Report every line in the records below that contains the word "cushion", copying each such line in full. Matches must have the same case.

--- START Entries ---

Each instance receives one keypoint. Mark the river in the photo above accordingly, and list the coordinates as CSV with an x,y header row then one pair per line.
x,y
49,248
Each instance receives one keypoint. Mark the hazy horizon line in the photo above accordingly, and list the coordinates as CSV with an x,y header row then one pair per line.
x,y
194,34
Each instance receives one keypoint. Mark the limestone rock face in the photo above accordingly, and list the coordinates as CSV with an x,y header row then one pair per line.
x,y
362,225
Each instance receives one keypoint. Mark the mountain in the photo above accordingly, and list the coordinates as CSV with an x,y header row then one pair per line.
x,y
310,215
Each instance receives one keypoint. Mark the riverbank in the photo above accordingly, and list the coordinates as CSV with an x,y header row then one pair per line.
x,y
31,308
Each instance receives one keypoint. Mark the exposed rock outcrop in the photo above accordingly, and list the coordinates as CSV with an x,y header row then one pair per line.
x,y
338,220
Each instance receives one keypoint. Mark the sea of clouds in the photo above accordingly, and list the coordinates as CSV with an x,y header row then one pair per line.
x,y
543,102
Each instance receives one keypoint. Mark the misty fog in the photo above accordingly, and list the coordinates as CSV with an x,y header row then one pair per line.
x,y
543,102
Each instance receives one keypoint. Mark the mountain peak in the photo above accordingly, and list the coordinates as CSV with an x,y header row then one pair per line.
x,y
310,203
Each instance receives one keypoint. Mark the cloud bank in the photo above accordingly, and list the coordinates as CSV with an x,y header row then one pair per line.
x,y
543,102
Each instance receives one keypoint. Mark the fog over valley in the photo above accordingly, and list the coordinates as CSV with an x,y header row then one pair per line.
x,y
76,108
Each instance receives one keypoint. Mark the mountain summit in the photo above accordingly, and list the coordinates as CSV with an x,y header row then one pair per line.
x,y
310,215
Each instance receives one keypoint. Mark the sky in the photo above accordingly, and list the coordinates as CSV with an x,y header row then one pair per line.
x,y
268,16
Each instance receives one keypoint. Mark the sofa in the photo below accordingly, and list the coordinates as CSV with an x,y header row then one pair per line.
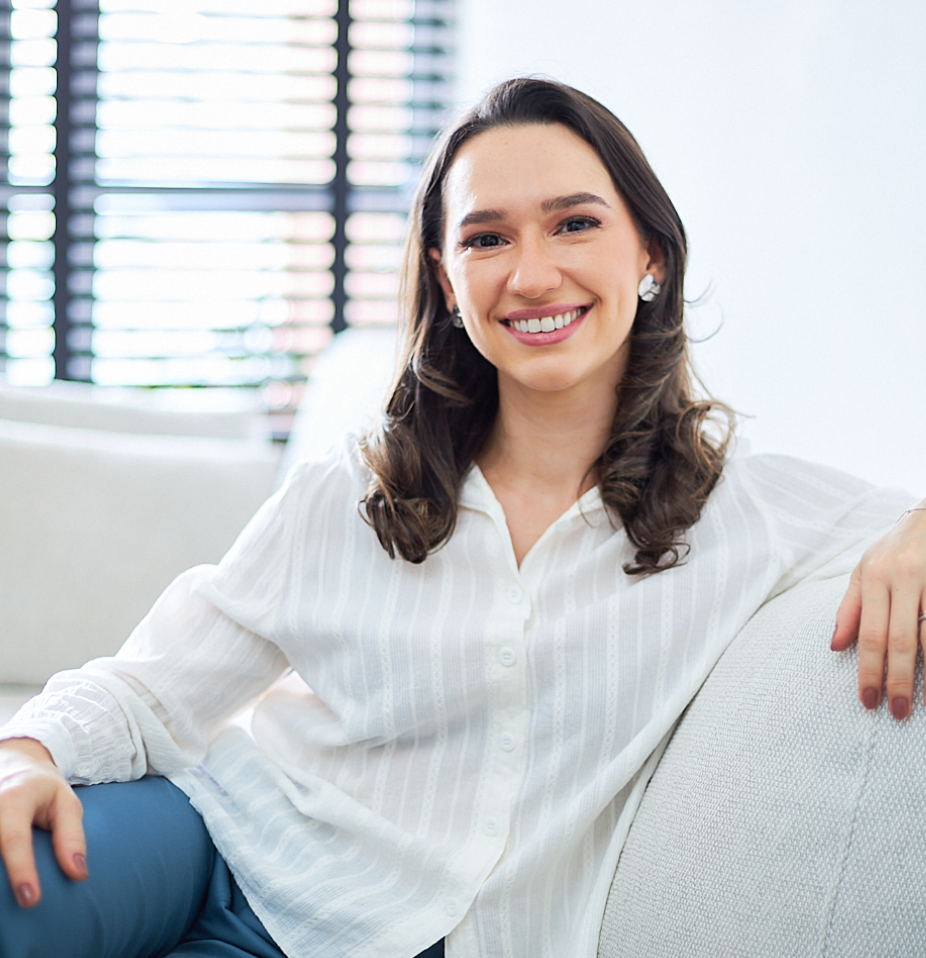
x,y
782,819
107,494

--- END Entries ---
--- START Entries ---

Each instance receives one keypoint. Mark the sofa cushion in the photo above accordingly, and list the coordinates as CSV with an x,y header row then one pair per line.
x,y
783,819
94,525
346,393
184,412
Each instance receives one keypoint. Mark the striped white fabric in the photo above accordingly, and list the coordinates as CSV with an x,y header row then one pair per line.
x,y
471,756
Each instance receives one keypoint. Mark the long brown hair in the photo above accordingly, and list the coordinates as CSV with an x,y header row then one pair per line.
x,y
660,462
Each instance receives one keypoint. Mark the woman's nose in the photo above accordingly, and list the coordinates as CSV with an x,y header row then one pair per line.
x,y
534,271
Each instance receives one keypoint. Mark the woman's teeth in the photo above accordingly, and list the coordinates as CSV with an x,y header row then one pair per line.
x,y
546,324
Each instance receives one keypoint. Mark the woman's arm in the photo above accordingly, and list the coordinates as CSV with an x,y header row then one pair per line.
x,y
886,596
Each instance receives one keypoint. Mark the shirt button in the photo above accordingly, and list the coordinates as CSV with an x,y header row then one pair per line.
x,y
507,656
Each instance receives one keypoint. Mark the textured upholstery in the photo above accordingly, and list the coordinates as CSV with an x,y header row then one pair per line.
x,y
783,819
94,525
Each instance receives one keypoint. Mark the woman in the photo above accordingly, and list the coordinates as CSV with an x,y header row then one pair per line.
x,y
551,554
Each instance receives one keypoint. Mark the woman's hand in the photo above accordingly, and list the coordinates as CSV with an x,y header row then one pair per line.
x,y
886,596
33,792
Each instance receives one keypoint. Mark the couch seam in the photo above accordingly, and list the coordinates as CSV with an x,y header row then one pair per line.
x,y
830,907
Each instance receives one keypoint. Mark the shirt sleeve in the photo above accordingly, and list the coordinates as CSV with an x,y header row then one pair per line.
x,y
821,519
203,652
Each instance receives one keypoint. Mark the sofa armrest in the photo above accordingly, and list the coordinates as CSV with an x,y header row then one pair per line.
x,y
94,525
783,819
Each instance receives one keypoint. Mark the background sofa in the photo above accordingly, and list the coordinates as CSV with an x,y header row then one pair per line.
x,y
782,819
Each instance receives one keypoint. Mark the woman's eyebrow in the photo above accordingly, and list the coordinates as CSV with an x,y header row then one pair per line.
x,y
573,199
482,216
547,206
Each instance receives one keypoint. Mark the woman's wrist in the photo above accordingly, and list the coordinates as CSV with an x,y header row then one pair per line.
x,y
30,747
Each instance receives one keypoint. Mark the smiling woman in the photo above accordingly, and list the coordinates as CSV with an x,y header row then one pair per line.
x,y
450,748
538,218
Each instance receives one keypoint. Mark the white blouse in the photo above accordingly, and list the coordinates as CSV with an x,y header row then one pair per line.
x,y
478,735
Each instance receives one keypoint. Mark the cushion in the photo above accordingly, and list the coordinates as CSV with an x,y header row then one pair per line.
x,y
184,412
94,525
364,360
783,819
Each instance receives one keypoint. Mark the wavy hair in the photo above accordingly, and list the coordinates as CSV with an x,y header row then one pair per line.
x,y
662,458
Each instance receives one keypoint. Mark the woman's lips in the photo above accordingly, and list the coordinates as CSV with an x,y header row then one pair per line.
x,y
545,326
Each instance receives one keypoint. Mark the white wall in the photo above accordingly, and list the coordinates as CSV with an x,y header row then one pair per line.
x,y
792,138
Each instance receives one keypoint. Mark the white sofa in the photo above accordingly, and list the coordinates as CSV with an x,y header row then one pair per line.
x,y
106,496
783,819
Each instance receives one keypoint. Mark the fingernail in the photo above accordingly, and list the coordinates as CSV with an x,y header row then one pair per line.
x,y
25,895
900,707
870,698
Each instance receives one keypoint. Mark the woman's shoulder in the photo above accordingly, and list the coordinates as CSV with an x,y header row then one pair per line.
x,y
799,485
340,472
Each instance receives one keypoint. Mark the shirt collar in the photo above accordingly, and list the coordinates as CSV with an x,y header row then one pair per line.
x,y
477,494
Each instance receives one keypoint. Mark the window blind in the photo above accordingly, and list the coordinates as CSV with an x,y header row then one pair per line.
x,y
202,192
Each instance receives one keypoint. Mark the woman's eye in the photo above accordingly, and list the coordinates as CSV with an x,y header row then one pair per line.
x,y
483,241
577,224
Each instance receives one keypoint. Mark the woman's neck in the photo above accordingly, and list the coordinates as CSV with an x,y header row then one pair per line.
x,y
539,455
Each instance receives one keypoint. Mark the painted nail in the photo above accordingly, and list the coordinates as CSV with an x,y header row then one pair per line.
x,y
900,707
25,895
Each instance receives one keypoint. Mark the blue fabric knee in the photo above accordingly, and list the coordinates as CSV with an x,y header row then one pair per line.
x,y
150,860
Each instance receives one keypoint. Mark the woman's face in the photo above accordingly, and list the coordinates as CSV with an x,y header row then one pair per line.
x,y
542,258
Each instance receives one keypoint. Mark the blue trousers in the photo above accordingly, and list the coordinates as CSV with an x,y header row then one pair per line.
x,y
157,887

--- END Entries ---

### Expected answer
Each instance receives one keypoint. Mark the sofa cushion in the photo above accordingly, and list the coordinates as CSV with an x,y header row then one pair per line.
Each instance receives one keypoint. Mark the cushion in the photo above accordingly, and list the coordinates as CSV with an x,y header row then one pair per line.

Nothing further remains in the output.